─── EXTRACTED DATA
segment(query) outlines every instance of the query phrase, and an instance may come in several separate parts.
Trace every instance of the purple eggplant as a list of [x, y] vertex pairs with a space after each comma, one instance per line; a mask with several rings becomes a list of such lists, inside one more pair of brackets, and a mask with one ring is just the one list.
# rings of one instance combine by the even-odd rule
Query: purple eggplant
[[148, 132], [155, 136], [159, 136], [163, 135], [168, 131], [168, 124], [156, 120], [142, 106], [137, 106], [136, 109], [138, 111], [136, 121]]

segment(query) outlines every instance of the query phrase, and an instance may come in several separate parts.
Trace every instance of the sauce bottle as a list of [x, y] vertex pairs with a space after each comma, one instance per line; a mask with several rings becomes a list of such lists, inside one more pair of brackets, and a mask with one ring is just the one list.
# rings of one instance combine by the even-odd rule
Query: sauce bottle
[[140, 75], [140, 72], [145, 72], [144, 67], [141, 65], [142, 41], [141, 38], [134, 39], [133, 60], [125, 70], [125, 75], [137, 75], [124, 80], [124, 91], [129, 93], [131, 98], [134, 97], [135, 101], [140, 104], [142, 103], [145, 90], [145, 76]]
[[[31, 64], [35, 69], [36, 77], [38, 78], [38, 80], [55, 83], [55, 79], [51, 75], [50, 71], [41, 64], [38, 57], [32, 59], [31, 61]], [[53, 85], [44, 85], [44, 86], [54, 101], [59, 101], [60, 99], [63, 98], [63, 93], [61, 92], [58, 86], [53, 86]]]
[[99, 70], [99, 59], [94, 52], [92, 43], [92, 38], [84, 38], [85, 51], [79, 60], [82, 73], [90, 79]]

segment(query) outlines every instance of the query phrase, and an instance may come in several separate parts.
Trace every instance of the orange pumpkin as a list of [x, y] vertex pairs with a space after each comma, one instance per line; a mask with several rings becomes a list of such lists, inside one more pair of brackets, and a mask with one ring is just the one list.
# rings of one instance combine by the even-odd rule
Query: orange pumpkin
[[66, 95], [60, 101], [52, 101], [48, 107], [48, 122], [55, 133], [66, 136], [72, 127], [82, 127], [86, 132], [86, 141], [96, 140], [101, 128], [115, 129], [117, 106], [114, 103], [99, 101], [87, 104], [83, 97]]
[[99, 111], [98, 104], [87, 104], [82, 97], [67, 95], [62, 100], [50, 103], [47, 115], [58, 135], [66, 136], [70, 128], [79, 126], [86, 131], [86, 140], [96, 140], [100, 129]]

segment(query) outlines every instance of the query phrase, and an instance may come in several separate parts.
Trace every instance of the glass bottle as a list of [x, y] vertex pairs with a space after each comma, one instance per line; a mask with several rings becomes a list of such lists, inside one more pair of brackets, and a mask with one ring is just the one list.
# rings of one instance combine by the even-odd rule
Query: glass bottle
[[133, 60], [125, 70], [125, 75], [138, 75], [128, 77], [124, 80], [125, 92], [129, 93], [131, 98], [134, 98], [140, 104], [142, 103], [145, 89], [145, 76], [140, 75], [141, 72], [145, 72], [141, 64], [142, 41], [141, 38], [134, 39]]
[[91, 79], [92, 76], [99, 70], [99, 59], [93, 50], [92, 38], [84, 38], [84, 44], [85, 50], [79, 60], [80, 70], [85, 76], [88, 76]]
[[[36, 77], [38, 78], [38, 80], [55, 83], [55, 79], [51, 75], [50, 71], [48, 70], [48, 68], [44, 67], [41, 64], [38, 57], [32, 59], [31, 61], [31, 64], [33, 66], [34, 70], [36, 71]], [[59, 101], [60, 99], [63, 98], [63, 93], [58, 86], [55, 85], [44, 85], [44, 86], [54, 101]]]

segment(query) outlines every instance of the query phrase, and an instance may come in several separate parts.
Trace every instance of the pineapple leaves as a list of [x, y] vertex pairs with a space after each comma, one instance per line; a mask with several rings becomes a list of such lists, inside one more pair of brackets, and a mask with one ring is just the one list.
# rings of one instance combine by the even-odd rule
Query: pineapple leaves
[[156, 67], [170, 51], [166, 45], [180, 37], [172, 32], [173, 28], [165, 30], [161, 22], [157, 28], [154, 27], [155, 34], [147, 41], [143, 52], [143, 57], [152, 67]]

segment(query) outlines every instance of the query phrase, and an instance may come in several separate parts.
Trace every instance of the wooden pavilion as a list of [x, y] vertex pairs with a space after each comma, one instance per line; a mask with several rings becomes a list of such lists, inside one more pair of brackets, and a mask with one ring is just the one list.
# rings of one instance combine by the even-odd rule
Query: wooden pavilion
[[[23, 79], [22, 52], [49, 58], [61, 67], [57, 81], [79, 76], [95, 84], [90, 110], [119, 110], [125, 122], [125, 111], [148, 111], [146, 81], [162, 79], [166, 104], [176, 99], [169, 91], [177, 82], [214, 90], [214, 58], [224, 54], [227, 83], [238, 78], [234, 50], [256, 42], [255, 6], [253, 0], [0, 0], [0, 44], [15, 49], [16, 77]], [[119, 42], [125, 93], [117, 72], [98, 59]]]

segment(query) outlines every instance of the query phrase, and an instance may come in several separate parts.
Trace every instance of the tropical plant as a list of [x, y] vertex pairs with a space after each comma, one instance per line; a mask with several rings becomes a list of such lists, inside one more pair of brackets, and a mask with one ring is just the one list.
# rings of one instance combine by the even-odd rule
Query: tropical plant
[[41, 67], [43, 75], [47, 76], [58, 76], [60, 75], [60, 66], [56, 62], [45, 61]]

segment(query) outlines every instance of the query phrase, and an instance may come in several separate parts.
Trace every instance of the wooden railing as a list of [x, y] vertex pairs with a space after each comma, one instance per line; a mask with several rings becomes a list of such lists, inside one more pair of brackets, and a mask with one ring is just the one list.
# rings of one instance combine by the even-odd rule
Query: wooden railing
──────
**DIRECTIVE:** Rescale the items from the beginning of the records through the line containing "111], [136, 121]]", including both ends, and repeat every line with the requests unchanged. Multiply each vertex coordinate in the answers by 1.45 and round it to a whole number, with halves rounded up.

**WRITTEN ANSWER:**
segment(query) outlines every instance of the query phrase, and an instance may come in several separate parts.
Trace every instance of the purple eggplant as a list of [x, y] vertex pairs with a space after each comma, one instance per line; a mask with several rings becomes a list of such lists, inside one more pair of brackets, and a mask with one ring is just the one list.
# rings of one instance combine by the even-odd rule
Query: purple eggplant
[[215, 191], [225, 197], [231, 197], [236, 196], [244, 190], [244, 180], [226, 174], [206, 154], [199, 154], [197, 158], [200, 161], [197, 175]]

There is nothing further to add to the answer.